# Trabalho pedido
Dê continuidade ao texto sobre a Pedra do Ingá e o disco “Paêbirú” a partir do ponto em que ele termina.

# Trecho selecionado
■ ■ ■
No coração da caatinga paraibana, na Pedra do Ingá, um monumento pré-histórico foi descoberto por soldados no final do século 16. Contendo caracteres nunca antes vistos esculpidos num painel de rocha cristalina, seu significado exato nunca foi desvendado. O mistério persiste até hoje, mas nos anos 70 motivou os artistas Lula Côrtes e Zé Ramalho a lançarem um dos discos mais raros e valiosos da história do Brasil: “Paêbirú”.
Uma viagem e tanto na caatinga
Côrtes e Ramalho viram o monumento pela primeira vez em 1972. Na ocasião, foram guiados pelo artista paraibano Raul Córdula.
Maravilhados com a beleza e o mistério, além de uma dose considerável de cogumelos psicodélicos, os dois músicos – recém-apresentados e já formando uma amizade forte – começaram a tramar uma maneira de fazer um trabalho homenageando a remota ancestralidade brasileira.
Em 1973, Lula Côrtes lançaria seu disco de estreia, “Satwa”, em parceria com o violonista Lailson de Holanda. O grande chamariz sonoro do trabalho é o uso por parte de Lula de um tricórdio, uma espécie de cítara popular trazida por ele do Marrocos.
■ ■ ■
# Conjunto de dados

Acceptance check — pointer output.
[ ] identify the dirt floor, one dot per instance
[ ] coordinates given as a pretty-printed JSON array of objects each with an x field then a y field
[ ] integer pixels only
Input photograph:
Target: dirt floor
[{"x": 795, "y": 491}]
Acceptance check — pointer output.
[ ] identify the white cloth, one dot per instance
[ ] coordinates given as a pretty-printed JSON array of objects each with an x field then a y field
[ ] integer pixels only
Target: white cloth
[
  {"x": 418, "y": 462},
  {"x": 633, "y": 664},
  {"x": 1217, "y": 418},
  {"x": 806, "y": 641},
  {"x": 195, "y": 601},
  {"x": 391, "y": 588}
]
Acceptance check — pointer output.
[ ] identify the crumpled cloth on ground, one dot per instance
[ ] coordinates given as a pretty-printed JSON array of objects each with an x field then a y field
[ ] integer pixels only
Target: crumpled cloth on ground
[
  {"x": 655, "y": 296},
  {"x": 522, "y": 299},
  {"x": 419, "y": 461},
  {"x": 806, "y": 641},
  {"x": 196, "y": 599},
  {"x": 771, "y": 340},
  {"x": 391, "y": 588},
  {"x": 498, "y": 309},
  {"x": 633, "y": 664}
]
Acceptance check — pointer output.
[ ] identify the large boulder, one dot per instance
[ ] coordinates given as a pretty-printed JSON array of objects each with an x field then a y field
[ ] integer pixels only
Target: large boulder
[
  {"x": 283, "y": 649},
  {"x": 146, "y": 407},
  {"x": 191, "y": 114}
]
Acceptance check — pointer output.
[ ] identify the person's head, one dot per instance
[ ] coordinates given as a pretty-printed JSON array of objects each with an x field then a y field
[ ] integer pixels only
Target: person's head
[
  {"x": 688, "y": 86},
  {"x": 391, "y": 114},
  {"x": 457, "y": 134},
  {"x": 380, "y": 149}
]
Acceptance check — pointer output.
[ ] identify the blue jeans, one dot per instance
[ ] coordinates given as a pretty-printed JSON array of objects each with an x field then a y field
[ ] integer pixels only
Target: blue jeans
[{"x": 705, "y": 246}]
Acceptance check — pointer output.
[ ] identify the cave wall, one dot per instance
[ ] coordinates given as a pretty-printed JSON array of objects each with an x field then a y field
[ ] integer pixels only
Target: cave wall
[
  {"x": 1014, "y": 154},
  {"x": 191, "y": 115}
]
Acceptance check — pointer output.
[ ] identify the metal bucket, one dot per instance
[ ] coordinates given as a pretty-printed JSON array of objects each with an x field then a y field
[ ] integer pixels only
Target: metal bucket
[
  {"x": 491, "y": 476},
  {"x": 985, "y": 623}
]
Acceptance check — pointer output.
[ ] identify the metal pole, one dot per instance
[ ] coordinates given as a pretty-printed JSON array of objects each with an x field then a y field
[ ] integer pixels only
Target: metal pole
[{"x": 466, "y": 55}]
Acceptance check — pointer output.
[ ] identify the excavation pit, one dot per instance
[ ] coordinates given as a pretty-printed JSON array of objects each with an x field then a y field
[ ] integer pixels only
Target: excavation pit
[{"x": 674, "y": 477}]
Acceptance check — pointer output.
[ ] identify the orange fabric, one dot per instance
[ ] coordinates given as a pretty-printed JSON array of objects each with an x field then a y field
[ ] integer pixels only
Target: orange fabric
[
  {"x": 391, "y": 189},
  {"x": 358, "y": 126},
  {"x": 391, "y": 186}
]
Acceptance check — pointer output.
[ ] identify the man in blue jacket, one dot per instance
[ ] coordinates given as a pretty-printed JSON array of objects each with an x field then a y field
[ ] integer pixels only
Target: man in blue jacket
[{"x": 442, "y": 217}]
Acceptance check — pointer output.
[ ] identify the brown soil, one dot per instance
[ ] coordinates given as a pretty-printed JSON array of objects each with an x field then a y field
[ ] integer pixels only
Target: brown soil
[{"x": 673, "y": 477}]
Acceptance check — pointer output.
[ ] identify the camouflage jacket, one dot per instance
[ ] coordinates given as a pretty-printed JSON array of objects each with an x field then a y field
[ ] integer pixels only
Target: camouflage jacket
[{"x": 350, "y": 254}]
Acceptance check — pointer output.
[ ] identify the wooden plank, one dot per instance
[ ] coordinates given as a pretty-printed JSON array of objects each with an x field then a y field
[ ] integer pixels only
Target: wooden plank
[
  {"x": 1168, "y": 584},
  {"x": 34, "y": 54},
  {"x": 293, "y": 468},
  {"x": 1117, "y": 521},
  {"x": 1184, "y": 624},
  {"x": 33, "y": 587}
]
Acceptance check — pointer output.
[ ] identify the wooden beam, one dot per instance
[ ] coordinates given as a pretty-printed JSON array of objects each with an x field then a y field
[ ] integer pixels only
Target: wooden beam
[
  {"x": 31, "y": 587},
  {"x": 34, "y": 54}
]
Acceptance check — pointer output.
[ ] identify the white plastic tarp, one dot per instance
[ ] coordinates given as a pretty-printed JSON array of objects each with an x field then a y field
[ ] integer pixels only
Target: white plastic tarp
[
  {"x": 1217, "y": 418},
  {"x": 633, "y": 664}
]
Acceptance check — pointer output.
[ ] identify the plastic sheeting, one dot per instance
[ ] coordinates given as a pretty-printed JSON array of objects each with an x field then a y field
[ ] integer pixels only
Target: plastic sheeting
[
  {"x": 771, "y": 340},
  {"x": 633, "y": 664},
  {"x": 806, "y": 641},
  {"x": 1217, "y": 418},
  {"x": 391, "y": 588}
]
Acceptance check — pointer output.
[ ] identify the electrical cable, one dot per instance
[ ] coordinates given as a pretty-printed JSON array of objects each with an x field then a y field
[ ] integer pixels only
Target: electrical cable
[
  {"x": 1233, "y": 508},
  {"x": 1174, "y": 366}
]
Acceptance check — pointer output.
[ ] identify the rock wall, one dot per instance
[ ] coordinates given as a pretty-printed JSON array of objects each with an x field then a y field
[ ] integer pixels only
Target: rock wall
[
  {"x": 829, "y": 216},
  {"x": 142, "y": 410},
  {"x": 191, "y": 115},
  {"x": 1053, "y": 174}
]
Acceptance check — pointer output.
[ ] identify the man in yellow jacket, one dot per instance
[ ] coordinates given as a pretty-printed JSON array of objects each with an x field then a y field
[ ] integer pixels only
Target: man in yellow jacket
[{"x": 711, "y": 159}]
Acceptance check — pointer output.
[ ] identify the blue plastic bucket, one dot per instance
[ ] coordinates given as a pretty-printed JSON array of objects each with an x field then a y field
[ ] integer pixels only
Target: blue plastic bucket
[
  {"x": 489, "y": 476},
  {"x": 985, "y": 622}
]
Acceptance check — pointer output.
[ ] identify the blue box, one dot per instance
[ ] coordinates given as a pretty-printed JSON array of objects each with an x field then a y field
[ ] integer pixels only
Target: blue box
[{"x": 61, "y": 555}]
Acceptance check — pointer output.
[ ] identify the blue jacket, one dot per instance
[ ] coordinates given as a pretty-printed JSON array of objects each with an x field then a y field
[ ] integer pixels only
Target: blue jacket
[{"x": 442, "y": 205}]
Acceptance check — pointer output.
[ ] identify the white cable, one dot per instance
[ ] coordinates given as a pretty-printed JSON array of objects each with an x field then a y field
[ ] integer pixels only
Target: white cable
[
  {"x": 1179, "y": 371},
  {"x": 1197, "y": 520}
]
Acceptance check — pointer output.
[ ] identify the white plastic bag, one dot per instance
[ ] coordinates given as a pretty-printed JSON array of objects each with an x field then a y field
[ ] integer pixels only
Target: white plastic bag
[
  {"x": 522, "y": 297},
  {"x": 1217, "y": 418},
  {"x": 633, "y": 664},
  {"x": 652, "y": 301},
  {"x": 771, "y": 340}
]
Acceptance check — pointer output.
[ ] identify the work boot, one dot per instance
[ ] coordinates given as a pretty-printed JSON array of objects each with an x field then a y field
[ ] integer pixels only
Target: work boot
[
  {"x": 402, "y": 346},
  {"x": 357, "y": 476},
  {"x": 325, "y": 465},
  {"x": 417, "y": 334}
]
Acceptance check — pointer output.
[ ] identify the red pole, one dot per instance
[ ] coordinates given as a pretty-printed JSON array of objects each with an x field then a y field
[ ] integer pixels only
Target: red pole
■ ■ ■
# A resposta
A experiência desse álbum impulsionou a confiança do músico paraibano, que resolveu ir a fundo no projeto com Ramalho e os dois se puseram a pesquisar as interpretações locais, o folclore e os mitos em volta do monumento.
Nessa busca, se depararam com índios cariris que demonstravam em sua música uma fusão de cultura africana com as sonoridades nativas. E uma figura mitológica foi aparecendo entre os relatos deles: Sumé, uma entidade que teria transmitido conhecimento ao povo antes da chegada dos europeus.
Numa matéria da Rolling Stone, Lula Côrtes comenta sobre a presença de Sumé na região:
“Todos os indícios levavam a Sumé. Até as palmeiras da região, por lá, são chamadas de ‘sumalenses’.”
A partir de registros arqueológicos, os dois músicos teorizaram a existência de um caminho místico que partia de São Tomé das Letras (onde existem registros da mesma escrita pré-histórica traçada na Pedra do Ingá) e conduzia até Machu Picchu, no Peru.
A crença indígena acredita que os monumentos são rastros deixados por Sumé após sua expulsão daquelas terras por guerreiros tupinambás. Foi nessa peregrinação que Sumé criou “Peabirú”, que traduzido do tupi-guarani se revela “O Caminho da Montanha do Sol”.
Como transformar a lenda em música
Feita a pesquisa, Lula Côrtes e Zé Ramalho se puseram a elaborar o álbum, intitulado “Paêbirú”. O vinil duplo é separado de maneira que cada lado simboliza um dos quatro elementos – Água, Ar, Terra e Fogo – com a parte musical evocando as características de cada um. Entre as influências, havia uma presença forte de T. Rex, Crosby Stills and Nash e Captain Beefheart, este último sinalizando talvez os rumos mais experimentais do disco.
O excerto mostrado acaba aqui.